_Problem requirements_:
Copy every line of the data below except the pictures, keeping the text lines unchanged and shifting each x and y coordinate up by 137.

==== Supplied records ====

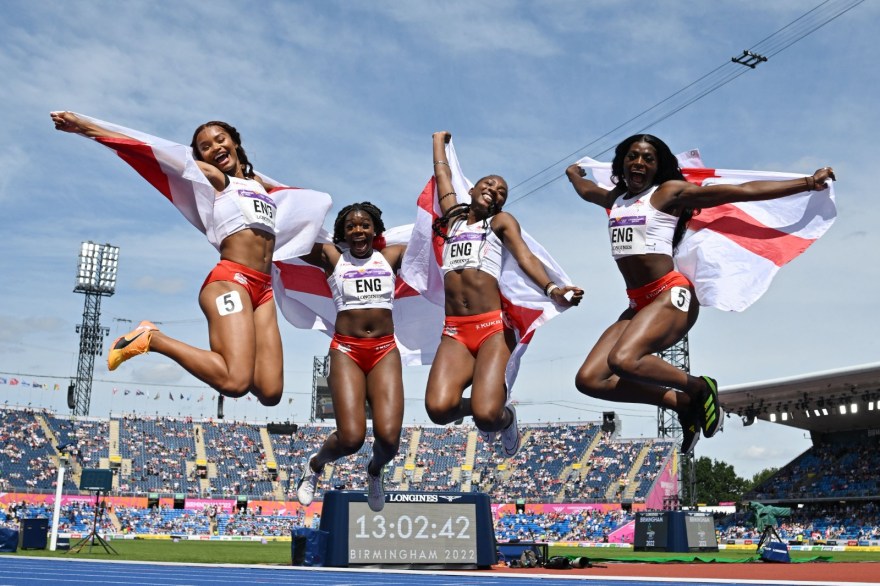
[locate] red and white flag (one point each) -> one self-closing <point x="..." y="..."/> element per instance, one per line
<point x="732" y="252"/>
<point x="171" y="168"/>
<point x="305" y="300"/>
<point x="523" y="302"/>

====

_Solution_:
[locate] red and white flag (one point each) -> one self-closing <point x="..." y="..."/> element per instance, one per line
<point x="869" y="389"/>
<point x="308" y="305"/>
<point x="442" y="437"/>
<point x="660" y="439"/>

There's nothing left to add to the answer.